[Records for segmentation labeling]
:::
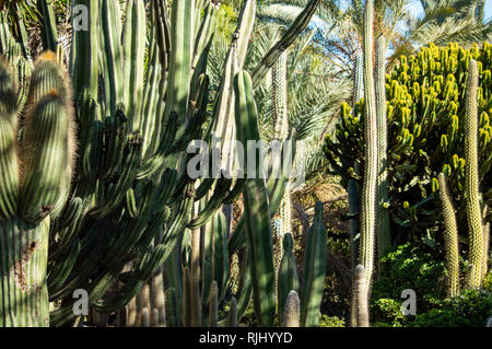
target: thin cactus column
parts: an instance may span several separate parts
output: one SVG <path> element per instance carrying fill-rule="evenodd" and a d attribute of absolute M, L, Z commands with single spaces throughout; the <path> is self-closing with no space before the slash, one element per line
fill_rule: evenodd
<path fill-rule="evenodd" d="M 355 267 L 356 327 L 370 327 L 367 277 L 363 265 Z"/>
<path fill-rule="evenodd" d="M 375 59 L 375 92 L 377 119 L 377 187 L 376 187 L 376 221 L 377 221 L 377 259 L 380 259 L 391 245 L 389 232 L 388 179 L 387 179 L 387 117 L 386 117 L 386 40 L 379 36 L 376 40 Z"/>
<path fill-rule="evenodd" d="M 313 225 L 307 233 L 304 259 L 304 280 L 301 303 L 301 325 L 316 327 L 325 290 L 327 264 L 326 231 L 323 222 L 323 203 L 316 202 Z"/>
<path fill-rule="evenodd" d="M 376 235 L 376 187 L 377 187 L 377 116 L 373 79 L 373 20 L 374 3 L 367 0 L 364 11 L 364 106 L 365 106 L 365 167 L 361 200 L 361 247 L 360 260 L 365 269 L 367 290 L 374 269 L 374 247 Z M 367 292 L 370 294 L 371 292 Z"/>
<path fill-rule="evenodd" d="M 440 173 L 437 181 L 440 184 L 440 199 L 445 226 L 444 248 L 446 254 L 446 268 L 448 272 L 447 294 L 448 296 L 455 296 L 459 293 L 458 225 L 445 174 Z"/>
<path fill-rule="evenodd" d="M 483 207 L 483 261 L 482 261 L 482 276 L 484 277 L 489 271 L 489 248 L 490 248 L 490 222 L 487 220 L 489 207 Z"/>
<path fill-rule="evenodd" d="M 285 300 L 283 313 L 283 327 L 301 327 L 301 301 L 298 300 L 297 292 L 294 290 L 289 293 Z"/>
<path fill-rule="evenodd" d="M 272 72 L 272 91 L 271 100 L 273 106 L 273 138 L 276 140 L 283 141 L 289 136 L 289 119 L 288 119 L 288 86 L 286 86 L 286 58 L 288 51 L 283 51 L 277 62 L 273 65 Z M 283 236 L 291 232 L 291 212 L 292 212 L 291 193 L 289 182 L 285 185 L 285 191 L 280 202 L 280 222 L 274 222 L 274 226 L 280 228 L 280 230 L 274 230 L 276 234 L 276 246 L 274 246 L 274 263 L 276 272 L 279 272 L 280 261 L 283 255 Z M 276 224 L 277 223 L 277 224 Z M 280 224 L 278 224 L 280 223 Z M 279 226 L 280 225 L 280 226 Z M 276 280 L 276 293 L 278 293 L 278 281 Z M 283 302 L 280 299 L 279 302 L 279 313 L 282 313 Z"/>
<path fill-rule="evenodd" d="M 469 233 L 469 276 L 468 287 L 479 288 L 482 282 L 483 231 L 479 201 L 478 170 L 478 68 L 475 59 L 468 68 L 466 121 L 465 121 L 465 193 Z"/>

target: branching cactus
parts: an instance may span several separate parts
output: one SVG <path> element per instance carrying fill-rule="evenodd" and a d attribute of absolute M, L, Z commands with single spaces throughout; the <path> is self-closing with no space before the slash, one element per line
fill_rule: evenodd
<path fill-rule="evenodd" d="M 376 245 L 376 189 L 378 177 L 378 130 L 373 68 L 374 3 L 366 1 L 364 10 L 364 106 L 365 106 L 365 167 L 361 199 L 360 260 L 365 269 L 367 289 L 371 290 Z M 368 292 L 370 293 L 370 292 Z"/>
<path fill-rule="evenodd" d="M 38 58 L 23 139 L 17 144 L 14 85 L 4 61 L 0 69 L 5 82 L 0 106 L 4 176 L 0 195 L 1 274 L 3 290 L 9 290 L 2 293 L 0 324 L 47 326 L 49 220 L 60 214 L 69 194 L 75 149 L 69 81 L 52 53 Z"/>
<path fill-rule="evenodd" d="M 458 245 L 458 224 L 456 222 L 455 208 L 453 199 L 447 187 L 447 179 L 444 173 L 437 176 L 440 184 L 440 199 L 443 208 L 444 218 L 444 248 L 446 254 L 446 268 L 448 272 L 448 296 L 459 294 L 459 245 Z"/>
<path fill-rule="evenodd" d="M 483 264 L 483 231 L 479 201 L 479 168 L 478 168 L 478 79 L 479 71 L 475 59 L 469 62 L 466 120 L 465 120 L 465 196 L 469 233 L 468 287 L 479 288 L 482 279 Z"/>
<path fill-rule="evenodd" d="M 255 84 L 306 27 L 318 3 L 309 1 L 276 48 L 254 69 Z M 44 48 L 57 50 L 51 2 L 40 0 L 38 5 L 44 14 Z M 210 129 L 203 126 L 218 125 L 218 115 L 207 112 L 210 102 L 215 106 L 220 103 L 219 97 L 210 101 L 206 74 L 215 8 L 203 0 L 152 0 L 148 7 L 130 0 L 125 8 L 117 0 L 73 1 L 72 8 L 77 5 L 86 7 L 90 16 L 86 31 L 78 30 L 80 23 L 72 25 L 72 83 L 54 54 L 44 54 L 32 70 L 30 57 L 22 57 L 27 55 L 25 35 L 12 35 L 4 23 L 0 27 L 1 53 L 7 57 L 0 62 L 0 167 L 4 176 L 0 186 L 0 243 L 1 255 L 5 256 L 0 270 L 3 289 L 9 290 L 0 296 L 0 325 L 72 324 L 79 316 L 73 312 L 72 295 L 80 289 L 87 292 L 89 305 L 101 314 L 125 307 L 145 283 L 144 293 L 150 291 L 149 302 L 153 303 L 153 283 L 148 280 L 155 279 L 161 266 L 166 279 L 174 280 L 166 284 L 166 323 L 191 325 L 191 304 L 199 300 L 192 290 L 200 281 L 196 280 L 198 269 L 183 269 L 184 265 L 191 266 L 179 259 L 186 248 L 185 231 L 197 231 L 211 222 L 222 203 L 231 203 L 245 185 L 244 181 L 226 178 L 196 181 L 186 172 L 189 142 L 210 142 Z M 255 1 L 246 1 L 243 14 L 245 20 L 239 22 L 244 25 L 226 65 L 235 68 L 224 75 L 229 88 L 220 95 L 227 101 L 234 100 L 232 79 L 244 65 L 247 33 L 255 23 Z M 10 78 L 7 61 L 15 65 L 12 68 L 22 80 L 16 83 L 20 91 L 16 79 Z M 24 80 L 31 71 L 32 79 Z M 253 89 L 249 84 L 248 95 Z M 21 115 L 25 117 L 19 118 Z M 233 110 L 226 115 L 232 123 L 219 123 L 219 127 L 234 126 L 231 115 Z M 247 125 L 256 125 L 256 116 L 248 115 Z M 270 205 L 261 210 L 267 214 L 265 222 L 271 218 L 268 212 L 280 205 L 284 178 L 268 181 L 263 187 L 268 197 L 262 201 Z M 199 200 L 204 205 L 194 212 L 194 203 Z M 249 210 L 244 216 L 230 236 L 227 247 L 233 248 L 229 252 L 225 237 L 218 240 L 222 253 L 214 256 L 225 260 L 227 253 L 247 247 L 245 223 L 256 212 Z M 270 230 L 265 236 L 267 233 L 271 239 Z M 249 243 L 254 246 L 248 248 L 251 256 L 262 246 L 261 265 L 263 256 L 271 253 L 271 244 L 266 239 Z M 267 259 L 263 266 L 268 269 Z M 256 258 L 253 260 L 248 264 L 251 269 L 258 266 Z M 125 269 L 130 261 L 132 268 Z M 223 267 L 215 264 L 216 276 Z M 238 314 L 254 290 L 257 304 L 261 304 L 257 307 L 259 323 L 273 324 L 274 294 L 265 292 L 274 284 L 273 270 L 257 274 L 257 278 L 245 271 L 250 279 L 245 277 L 244 295 L 236 294 Z M 227 284 L 227 276 L 222 272 L 222 277 L 216 280 L 219 300 Z M 192 281 L 194 288 L 186 289 L 189 282 L 184 279 Z M 263 294 L 269 300 L 265 307 L 258 299 Z M 147 302 L 144 295 L 139 298 Z M 183 299 L 189 300 L 185 303 L 188 307 L 181 306 Z M 159 302 L 157 307 L 163 306 Z M 155 310 L 138 310 L 138 322 L 154 324 Z M 200 321 L 195 317 L 194 323 Z"/>
<path fill-rule="evenodd" d="M 377 259 L 380 259 L 391 246 L 388 211 L 388 127 L 386 115 L 386 40 L 384 36 L 376 39 L 375 49 L 375 96 L 377 119 L 377 185 L 376 185 L 376 245 Z"/>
:::
Copy out everything in the records from the line containing "target: branching cactus" down to the line containing "483 264 L 483", character for character and with both of those lines included.

- TASK RESULT -
target: branching cactus
parts: an instance may span several separate parts
output: one SVG <path> element per instance carrying fill-rule="evenodd" and a d attribute of absolute M, L, Z commands with single spaces throughout; the <path> is self-closing with no space before the slash, one element per line
fill_rule: evenodd
<path fill-rule="evenodd" d="M 376 245 L 376 189 L 378 177 L 378 130 L 373 68 L 374 3 L 366 1 L 364 10 L 364 106 L 365 106 L 365 167 L 361 199 L 360 260 L 365 269 L 367 289 L 371 290 Z M 368 292 L 370 293 L 370 292 Z"/>
<path fill-rule="evenodd" d="M 38 58 L 23 139 L 17 144 L 14 85 L 4 61 L 0 69 L 5 82 L 0 106 L 4 176 L 0 195 L 1 274 L 3 290 L 9 290 L 2 293 L 0 324 L 47 326 L 49 220 L 60 214 L 69 194 L 75 149 L 69 81 L 52 53 Z"/>
<path fill-rule="evenodd" d="M 458 245 L 458 224 L 456 222 L 455 208 L 453 199 L 447 187 L 447 179 L 444 173 L 437 176 L 440 184 L 440 199 L 443 208 L 444 218 L 444 248 L 446 254 L 446 268 L 448 272 L 448 296 L 459 294 L 459 245 Z"/>
<path fill-rule="evenodd" d="M 483 264 L 483 231 L 479 201 L 479 168 L 478 168 L 478 79 L 479 71 L 475 59 L 469 62 L 466 120 L 465 120 L 465 196 L 469 233 L 468 287 L 479 288 L 482 279 Z"/>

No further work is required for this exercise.